• EXERCISE DIRECTIONS
Please rewrite the entries from the line with "Could you mark the region of every instance of the cluster" to the line with "Now the cluster", replacing "cluster of trees" with "group of trees" and leaving everything else unchanged. Give only those lines.
— start —
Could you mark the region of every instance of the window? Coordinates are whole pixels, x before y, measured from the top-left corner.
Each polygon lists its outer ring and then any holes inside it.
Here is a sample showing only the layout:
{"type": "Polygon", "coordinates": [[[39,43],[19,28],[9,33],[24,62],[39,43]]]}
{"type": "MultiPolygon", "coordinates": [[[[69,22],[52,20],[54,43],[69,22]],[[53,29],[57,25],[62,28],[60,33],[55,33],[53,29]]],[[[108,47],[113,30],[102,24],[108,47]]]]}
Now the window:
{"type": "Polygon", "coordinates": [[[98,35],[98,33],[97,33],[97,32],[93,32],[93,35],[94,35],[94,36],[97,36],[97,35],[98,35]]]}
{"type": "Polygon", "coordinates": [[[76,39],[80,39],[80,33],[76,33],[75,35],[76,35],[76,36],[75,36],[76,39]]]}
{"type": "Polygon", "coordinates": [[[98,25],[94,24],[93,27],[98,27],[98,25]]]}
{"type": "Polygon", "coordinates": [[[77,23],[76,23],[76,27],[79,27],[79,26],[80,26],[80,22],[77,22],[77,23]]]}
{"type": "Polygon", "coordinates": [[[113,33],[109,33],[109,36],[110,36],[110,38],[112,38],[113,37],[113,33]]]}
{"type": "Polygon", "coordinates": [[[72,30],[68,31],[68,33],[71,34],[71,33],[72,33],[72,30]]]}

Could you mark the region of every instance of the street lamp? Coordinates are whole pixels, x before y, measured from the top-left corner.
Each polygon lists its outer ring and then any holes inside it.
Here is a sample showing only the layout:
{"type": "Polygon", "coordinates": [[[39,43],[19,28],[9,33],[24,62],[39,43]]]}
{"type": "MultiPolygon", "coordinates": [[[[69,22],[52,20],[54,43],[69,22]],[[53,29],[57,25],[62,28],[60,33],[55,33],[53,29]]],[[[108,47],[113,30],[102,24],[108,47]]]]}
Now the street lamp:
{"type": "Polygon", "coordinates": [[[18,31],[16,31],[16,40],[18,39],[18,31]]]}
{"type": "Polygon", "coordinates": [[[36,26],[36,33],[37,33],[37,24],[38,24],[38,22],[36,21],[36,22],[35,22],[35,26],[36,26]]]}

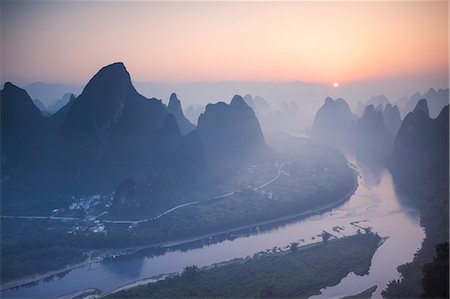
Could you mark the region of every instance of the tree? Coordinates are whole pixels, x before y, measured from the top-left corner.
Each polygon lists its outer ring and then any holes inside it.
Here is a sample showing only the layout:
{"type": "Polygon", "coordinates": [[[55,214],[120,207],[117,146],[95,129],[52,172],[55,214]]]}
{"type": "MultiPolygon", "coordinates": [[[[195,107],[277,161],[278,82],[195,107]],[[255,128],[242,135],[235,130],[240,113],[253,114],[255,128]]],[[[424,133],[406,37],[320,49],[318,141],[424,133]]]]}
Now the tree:
{"type": "Polygon", "coordinates": [[[424,298],[448,298],[448,243],[436,245],[436,256],[423,266],[424,298]]]}

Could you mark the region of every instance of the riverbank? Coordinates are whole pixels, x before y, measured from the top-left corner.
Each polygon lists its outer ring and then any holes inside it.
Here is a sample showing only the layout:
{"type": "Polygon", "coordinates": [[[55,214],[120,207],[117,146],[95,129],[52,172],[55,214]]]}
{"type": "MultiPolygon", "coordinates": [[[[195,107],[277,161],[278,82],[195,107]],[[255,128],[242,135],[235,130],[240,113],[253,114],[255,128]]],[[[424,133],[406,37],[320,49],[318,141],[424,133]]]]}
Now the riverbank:
{"type": "Polygon", "coordinates": [[[328,210],[331,210],[331,209],[343,204],[355,193],[356,189],[358,188],[357,173],[355,171],[353,171],[353,175],[354,175],[354,184],[352,186],[352,189],[347,194],[345,194],[344,196],[341,196],[340,198],[338,198],[337,200],[334,200],[333,202],[322,205],[315,209],[296,213],[293,215],[278,217],[278,218],[274,218],[271,220],[260,221],[260,222],[249,224],[249,225],[242,225],[239,227],[235,227],[235,228],[231,228],[231,229],[227,229],[227,230],[221,230],[221,231],[214,232],[214,233],[202,234],[202,235],[198,235],[198,236],[193,236],[193,237],[183,238],[183,239],[178,239],[178,240],[173,240],[173,241],[159,242],[159,243],[140,245],[140,246],[123,247],[123,248],[118,248],[118,249],[92,250],[89,252],[89,258],[86,261],[83,261],[82,263],[71,265],[71,266],[68,266],[61,270],[51,271],[51,272],[47,272],[47,273],[43,273],[43,274],[31,275],[31,276],[20,278],[17,280],[12,280],[12,281],[2,284],[0,286],[0,290],[4,291],[7,289],[23,286],[26,284],[39,282],[43,279],[50,278],[52,276],[73,270],[75,268],[84,267],[84,266],[88,266],[91,263],[99,262],[100,260],[102,260],[103,258],[105,258],[107,256],[129,255],[129,254],[134,254],[134,253],[144,250],[144,249],[157,248],[157,247],[170,248],[173,246],[185,245],[185,244],[193,243],[196,241],[201,241],[204,239],[208,239],[208,238],[212,238],[212,237],[216,237],[216,236],[220,236],[220,235],[226,235],[226,234],[230,234],[230,233],[245,230],[245,229],[260,227],[260,226],[264,226],[264,225],[282,223],[282,222],[293,220],[293,219],[300,219],[300,218],[305,218],[308,216],[324,213],[328,210]],[[95,255],[97,258],[92,259],[91,257],[93,255],[95,255]]]}
{"type": "Polygon", "coordinates": [[[372,233],[277,252],[260,252],[250,258],[185,268],[180,275],[124,288],[108,298],[185,297],[307,297],[337,284],[348,273],[364,275],[382,239],[372,233]]]}

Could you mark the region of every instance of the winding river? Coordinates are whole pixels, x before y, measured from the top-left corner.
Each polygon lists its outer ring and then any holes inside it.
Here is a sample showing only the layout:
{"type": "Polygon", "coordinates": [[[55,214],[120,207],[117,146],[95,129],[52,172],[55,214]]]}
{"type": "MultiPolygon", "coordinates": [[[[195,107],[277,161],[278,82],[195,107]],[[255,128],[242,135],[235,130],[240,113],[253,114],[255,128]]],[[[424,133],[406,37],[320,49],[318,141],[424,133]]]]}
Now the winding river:
{"type": "Polygon", "coordinates": [[[88,288],[100,289],[105,294],[144,278],[179,272],[188,265],[208,266],[275,246],[285,247],[293,241],[300,241],[301,245],[317,242],[320,240],[317,235],[323,230],[337,237],[352,235],[360,226],[371,227],[380,236],[388,237],[376,251],[369,274],[350,273],[338,285],[325,288],[321,295],[312,298],[341,298],[374,285],[378,287],[372,297],[380,298],[386,284],[399,278],[397,266],[413,259],[425,235],[418,212],[397,194],[388,170],[373,170],[363,165],[357,165],[357,169],[359,186],[355,194],[326,213],[241,232],[220,242],[206,240],[201,247],[174,249],[158,256],[131,256],[92,263],[64,276],[3,291],[1,297],[52,298],[88,288]],[[337,226],[343,229],[333,230],[337,226]]]}

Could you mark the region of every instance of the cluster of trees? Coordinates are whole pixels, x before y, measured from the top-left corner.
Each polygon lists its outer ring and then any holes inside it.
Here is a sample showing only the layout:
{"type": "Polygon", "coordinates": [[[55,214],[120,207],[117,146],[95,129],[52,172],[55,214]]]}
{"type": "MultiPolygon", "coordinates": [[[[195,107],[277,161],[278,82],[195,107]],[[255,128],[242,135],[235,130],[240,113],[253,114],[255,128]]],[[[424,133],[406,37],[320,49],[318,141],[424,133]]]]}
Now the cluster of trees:
{"type": "Polygon", "coordinates": [[[337,284],[350,272],[368,272],[380,237],[359,234],[329,241],[326,246],[256,254],[111,294],[110,298],[306,298],[337,284]]]}

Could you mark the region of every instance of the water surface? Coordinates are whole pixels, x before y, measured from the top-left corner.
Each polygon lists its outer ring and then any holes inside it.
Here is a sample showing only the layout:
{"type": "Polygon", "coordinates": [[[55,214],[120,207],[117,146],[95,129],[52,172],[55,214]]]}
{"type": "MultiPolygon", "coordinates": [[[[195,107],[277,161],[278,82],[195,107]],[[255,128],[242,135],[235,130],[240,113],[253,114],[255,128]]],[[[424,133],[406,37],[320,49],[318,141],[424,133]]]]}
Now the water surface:
{"type": "Polygon", "coordinates": [[[317,235],[326,230],[337,237],[352,235],[358,227],[372,227],[382,237],[389,237],[376,251],[368,275],[350,273],[338,285],[323,289],[323,294],[313,298],[340,298],[354,295],[373,285],[378,288],[373,298],[392,279],[398,279],[397,266],[413,259],[420,248],[424,231],[419,224],[418,212],[400,200],[391,174],[386,169],[368,169],[359,165],[359,187],[355,194],[341,206],[327,213],[293,220],[270,228],[253,230],[233,240],[225,240],[204,247],[192,246],[187,251],[174,250],[159,256],[134,256],[97,262],[77,268],[60,278],[19,287],[1,293],[2,297],[51,298],[76,290],[98,288],[104,293],[133,281],[163,274],[180,272],[183,267],[208,266],[233,258],[251,256],[259,251],[284,247],[290,242],[301,245],[320,241],[317,235]],[[340,226],[342,231],[333,231],[340,226]],[[197,247],[197,248],[195,248],[197,247]]]}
— end —
• RESULT FOR THIS EXERCISE
Could you mark the region of every instance of the group of trees? Coordinates are whole pixels, x before y, measured from the top-left corner.
Each polygon lists its outer ring and then any holes inside it.
Here is a sample showing only the layout:
{"type": "Polygon", "coordinates": [[[55,214],[120,207],[117,146],[95,129],[52,172],[55,214]]]}
{"type": "MultiPolygon", "coordinates": [[[[195,107],[277,161],[278,82],[195,107]],[[255,128],[242,135],[235,130],[240,113],[253,114],[255,128]]],[[[424,133],[406,37],[320,49],[318,141],[424,133]]]]}
Now the group of trees:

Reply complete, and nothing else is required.